## DO THIS
Lay out everything from the start of the items down to the line containing "[[[255,4],[252,0],[4,0],[0,28],[256,28]]]" as a JSON list of strings, one string per line, with blank lines skipped. Leave the pictures out of the answer.

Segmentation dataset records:
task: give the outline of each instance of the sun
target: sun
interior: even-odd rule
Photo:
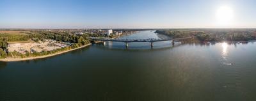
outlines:
[[[234,11],[228,6],[220,7],[216,13],[216,17],[218,26],[230,26],[234,19]]]

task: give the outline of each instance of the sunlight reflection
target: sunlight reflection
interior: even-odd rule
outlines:
[[[223,56],[227,56],[227,47],[228,47],[228,44],[227,44],[226,42],[222,43],[222,49],[222,49],[222,55],[223,55]],[[225,58],[225,57],[223,57],[223,58]]]

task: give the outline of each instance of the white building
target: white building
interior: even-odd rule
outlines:
[[[107,33],[106,33],[106,35],[107,35],[108,36],[110,36],[110,34],[113,33],[113,30],[112,29],[109,29],[107,31]]]

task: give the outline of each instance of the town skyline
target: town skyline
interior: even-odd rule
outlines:
[[[255,4],[252,0],[4,0],[0,28],[256,28]]]

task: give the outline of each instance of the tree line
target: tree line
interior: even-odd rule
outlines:
[[[218,30],[218,29],[216,29]],[[173,38],[188,36],[195,36],[202,42],[220,42],[220,41],[249,41],[256,40],[256,33],[244,31],[225,31],[218,32],[205,32],[204,31],[186,31],[163,29],[157,30],[156,33],[168,35]]]

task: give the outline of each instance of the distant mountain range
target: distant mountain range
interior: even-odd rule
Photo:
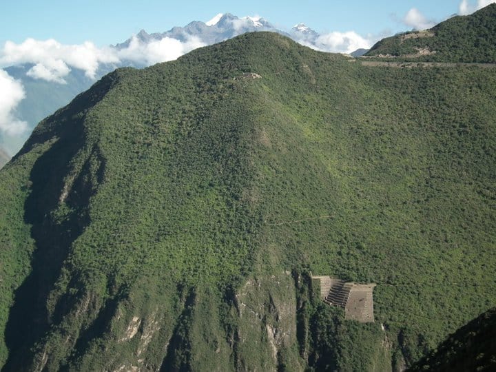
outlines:
[[[123,43],[110,47],[115,52],[121,52],[123,57],[116,63],[101,64],[95,77],[99,79],[119,67],[140,68],[150,64],[144,60],[126,58],[125,52],[136,45],[150,45],[154,42],[169,38],[185,43],[194,40],[196,45],[208,45],[246,32],[256,31],[278,32],[307,46],[317,50],[322,49],[322,45],[318,45],[320,34],[304,23],[296,25],[291,30],[285,32],[277,28],[264,18],[238,17],[229,13],[219,14],[207,22],[195,21],[184,27],[174,27],[162,33],[148,34],[142,30]],[[362,52],[358,52],[362,54]],[[4,69],[10,76],[20,81],[24,87],[25,98],[18,106],[16,116],[19,120],[27,122],[29,127],[28,132],[23,135],[9,136],[0,132],[0,149],[10,154],[17,152],[40,121],[68,103],[76,95],[88,89],[95,82],[84,71],[73,68],[69,74],[64,77],[66,83],[34,79],[28,74],[34,65],[25,63]]]

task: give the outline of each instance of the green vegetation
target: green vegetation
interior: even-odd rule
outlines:
[[[9,154],[0,148],[0,168],[5,165],[9,160],[10,160]]]
[[[496,369],[496,308],[457,330],[409,371],[489,372]]]
[[[434,36],[415,37],[425,32],[411,32],[384,39],[365,56],[384,54],[397,57],[394,60],[404,59],[426,48],[435,53],[416,56],[415,61],[496,63],[496,4],[470,16],[450,18],[429,31]]]
[[[496,301],[495,84],[264,32],[107,75],[0,174],[0,364],[411,365]]]

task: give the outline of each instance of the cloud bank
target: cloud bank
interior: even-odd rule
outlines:
[[[185,42],[165,37],[145,43],[133,37],[127,48],[118,50],[111,47],[97,48],[89,41],[66,45],[54,39],[28,39],[20,44],[12,41],[5,43],[0,49],[0,68],[32,63],[34,65],[26,74],[28,76],[63,84],[65,83],[64,78],[72,68],[82,70],[86,76],[94,79],[101,64],[116,65],[127,61],[139,65],[150,65],[176,59],[205,45],[195,37]]]
[[[311,48],[334,53],[350,54],[357,49],[369,49],[373,43],[354,31],[333,32],[320,34],[311,43],[302,43]]]
[[[183,54],[206,45],[196,37],[189,37],[185,42],[164,37],[147,43],[133,37],[127,48],[120,50],[114,50],[112,52],[119,62],[130,61],[138,65],[151,65],[177,59]]]
[[[496,3],[496,0],[477,0],[477,3],[463,0],[458,6],[458,14],[468,15],[493,3]]]
[[[403,22],[415,30],[426,30],[434,27],[436,22],[427,18],[416,8],[409,10],[403,19]]]
[[[28,130],[28,123],[14,116],[15,109],[25,96],[21,82],[0,70],[0,130],[6,134],[15,136]]]

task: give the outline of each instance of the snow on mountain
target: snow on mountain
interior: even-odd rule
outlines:
[[[3,68],[11,77],[22,84],[25,98],[17,107],[8,107],[7,111],[18,121],[27,123],[29,130],[16,138],[0,130],[0,149],[15,153],[39,121],[68,103],[77,94],[87,89],[95,79],[115,68],[143,68],[170,61],[196,48],[256,31],[278,32],[324,52],[351,53],[372,45],[371,41],[353,32],[320,34],[304,23],[295,25],[291,30],[285,32],[260,16],[238,17],[230,13],[219,13],[207,22],[194,21],[165,32],[148,34],[141,30],[123,43],[102,48],[91,43],[63,45],[54,40],[28,39],[20,45],[9,42],[10,49],[18,52],[15,56],[17,59],[7,64],[6,61],[10,61],[8,51],[0,50],[0,68]],[[52,45],[53,50],[48,50],[48,45]],[[54,63],[54,54],[56,62],[61,66]],[[80,58],[75,58],[74,55]],[[37,58],[33,59],[33,56]],[[55,70],[57,67],[59,68]],[[38,73],[34,74],[34,72]]]
[[[291,28],[291,30],[298,32],[302,32],[304,34],[317,33],[304,23],[298,23],[298,25],[295,25],[294,26],[293,26],[293,28]]]
[[[212,18],[210,21],[208,21],[205,22],[205,25],[209,26],[215,25],[217,23],[218,23],[218,21],[220,21],[220,19],[224,15],[224,13],[219,13],[216,16],[215,16],[214,18]]]

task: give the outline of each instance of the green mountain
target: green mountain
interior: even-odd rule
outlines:
[[[384,39],[365,54],[421,61],[496,63],[496,4],[426,31]]]
[[[5,165],[10,160],[10,156],[1,148],[0,148],[0,168]]]
[[[247,34],[40,123],[0,171],[3,370],[400,370],[494,306],[496,70],[350,61]]]
[[[458,329],[409,371],[496,370],[496,308]]]

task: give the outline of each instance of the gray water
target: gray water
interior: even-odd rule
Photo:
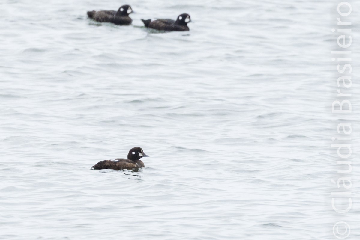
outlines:
[[[359,239],[360,5],[343,116],[340,1],[3,0],[0,239],[332,239],[341,220]],[[125,4],[132,26],[87,18]],[[184,12],[189,32],[140,20]],[[339,214],[342,121],[354,206]],[[91,169],[137,146],[138,171]]]

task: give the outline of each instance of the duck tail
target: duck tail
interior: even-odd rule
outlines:
[[[93,18],[93,16],[94,15],[94,14],[95,13],[95,11],[96,11],[95,10],[88,11],[87,12],[87,15],[89,16],[89,18]]]
[[[149,24],[150,24],[150,22],[151,22],[151,19],[148,19],[147,20],[144,20],[143,19],[141,19],[141,20],[143,21],[143,23],[144,23],[144,24],[145,25],[145,27],[147,28],[149,27]]]

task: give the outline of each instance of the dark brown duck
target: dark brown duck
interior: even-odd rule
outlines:
[[[112,160],[105,160],[99,162],[93,166],[94,169],[109,169],[114,170],[134,169],[144,167],[145,165],[140,158],[149,157],[144,153],[141,148],[133,148],[130,149],[127,154],[127,159],[116,158]]]
[[[129,14],[132,12],[129,5],[123,5],[117,11],[113,10],[98,11],[94,10],[87,12],[90,18],[100,22],[112,23],[118,25],[129,25],[132,20]]]
[[[158,19],[152,22],[151,19],[141,20],[146,27],[163,31],[188,31],[188,23],[191,21],[187,13],[179,15],[176,21],[171,19]]]

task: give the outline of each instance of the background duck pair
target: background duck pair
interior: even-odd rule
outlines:
[[[93,10],[87,12],[87,15],[90,18],[98,22],[129,25],[132,21],[129,14],[133,12],[134,11],[130,5],[123,5],[119,8],[117,11]],[[187,13],[179,15],[176,20],[171,19],[158,19],[153,21],[150,19],[141,20],[147,28],[164,31],[188,31],[190,29],[187,24],[191,21],[190,15]]]

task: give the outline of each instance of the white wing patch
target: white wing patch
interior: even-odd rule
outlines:
[[[109,161],[111,161],[112,162],[118,162],[119,161],[118,160],[116,160],[116,159],[112,159],[112,160],[109,160]]]

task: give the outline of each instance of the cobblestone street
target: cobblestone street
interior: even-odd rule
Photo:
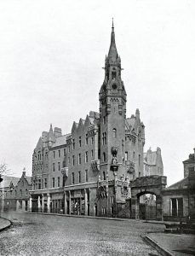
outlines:
[[[158,255],[141,235],[163,225],[30,213],[4,213],[14,224],[0,233],[1,255]]]

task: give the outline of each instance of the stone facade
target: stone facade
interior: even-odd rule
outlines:
[[[195,161],[194,154],[183,161],[184,178],[163,191],[164,220],[195,219]]]
[[[163,176],[163,164],[160,148],[157,148],[156,151],[152,151],[149,148],[146,153],[144,153],[143,175]]]
[[[2,188],[0,197],[1,211],[30,211],[29,190],[32,189],[32,177],[26,177],[24,171],[20,178],[11,178],[9,186]],[[6,179],[5,183],[7,183]]]
[[[37,143],[32,156],[34,212],[123,216],[128,209],[126,217],[131,216],[130,183],[143,176],[145,126],[139,109],[126,117],[113,26],[104,69],[100,113],[90,111],[67,135],[50,127]]]

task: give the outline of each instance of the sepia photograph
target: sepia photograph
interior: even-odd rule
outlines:
[[[1,1],[0,142],[0,255],[195,255],[195,1]]]

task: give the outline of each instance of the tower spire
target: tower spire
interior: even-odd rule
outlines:
[[[112,18],[112,32],[111,32],[111,44],[109,52],[107,55],[107,60],[108,61],[116,62],[118,59],[117,46],[115,43],[115,33],[114,33],[114,21]]]

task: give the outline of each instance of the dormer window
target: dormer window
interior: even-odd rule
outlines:
[[[112,87],[113,90],[118,89],[118,85],[116,84],[113,84]]]
[[[116,81],[117,79],[117,73],[116,71],[112,72],[112,81]]]

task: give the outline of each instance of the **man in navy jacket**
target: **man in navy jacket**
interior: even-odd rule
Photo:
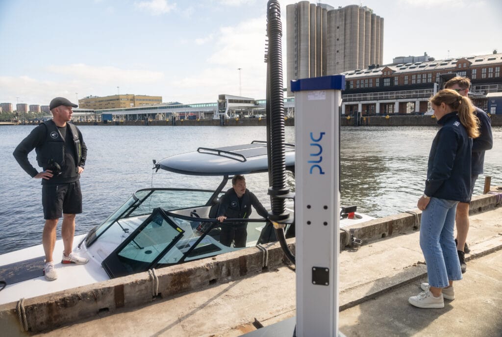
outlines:
[[[445,84],[445,89],[456,90],[462,96],[467,96],[470,80],[468,78],[456,76]],[[472,156],[471,161],[471,190],[470,197],[472,196],[474,186],[479,174],[483,173],[483,164],[484,162],[484,152],[491,149],[493,139],[491,136],[491,126],[489,117],[478,107],[476,108],[474,114],[479,120],[479,137],[474,138],[472,142]],[[467,270],[465,264],[465,254],[469,253],[466,241],[469,231],[469,203],[459,202],[457,205],[455,216],[457,228],[457,251],[460,262],[462,273]]]
[[[216,218],[220,222],[227,218],[247,219],[249,217],[253,206],[258,214],[267,218],[268,212],[253,193],[246,188],[244,176],[238,174],[232,178],[232,188],[221,198]],[[245,247],[247,238],[247,222],[239,221],[225,222],[221,225],[220,242],[230,247],[233,242],[235,248]]]

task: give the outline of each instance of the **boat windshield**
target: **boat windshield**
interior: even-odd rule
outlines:
[[[172,210],[210,204],[214,191],[177,188],[147,188],[137,191],[123,204],[89,233],[86,246],[89,247],[101,237],[115,236],[136,230],[153,210]]]
[[[222,224],[209,217],[217,206],[172,211],[156,209],[104,259],[103,267],[110,277],[118,277],[244,248],[228,247],[219,242]],[[246,222],[245,247],[270,242],[273,230],[270,224],[266,228],[265,219],[257,215]],[[275,241],[275,237],[272,240]]]

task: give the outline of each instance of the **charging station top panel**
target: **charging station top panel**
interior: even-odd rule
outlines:
[[[332,75],[291,81],[292,91],[345,90],[345,75]]]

## FINISHED ANSWER
[
  "task: give the outline of each instance of the sun",
  "target: sun",
  "interior: even-odd rule",
  "Photo:",
  "outlines:",
  "[[[234,11],[228,6],[220,7],[216,13],[216,17],[218,26],[230,26],[234,19]]]",
  "task: give the outline of each instance of the sunlight reflection",
  "target: sunlight reflection",
  "interior: even-odd rule",
  "outlines:",
  "[[[223,56],[227,56],[227,47],[228,47],[228,44],[227,44],[226,42],[222,43],[222,49],[222,49],[222,55],[223,55]],[[225,58],[225,57],[223,57],[223,58]]]",
  "task: give the outline of each instance of the white building",
  "target: white building",
  "interior: even-odd rule",
  "outlines:",
  "[[[107,33],[106,33],[106,35],[107,35],[108,36],[110,36],[110,34],[113,33],[113,30],[112,29],[109,29],[107,31]]]",
  "task: give the outline of each instance of the town skyline",
  "target: town skyline",
  "interior: even-odd rule",
  "outlines:",
  "[[[255,4],[252,0],[4,0],[0,28],[256,28]]]"
]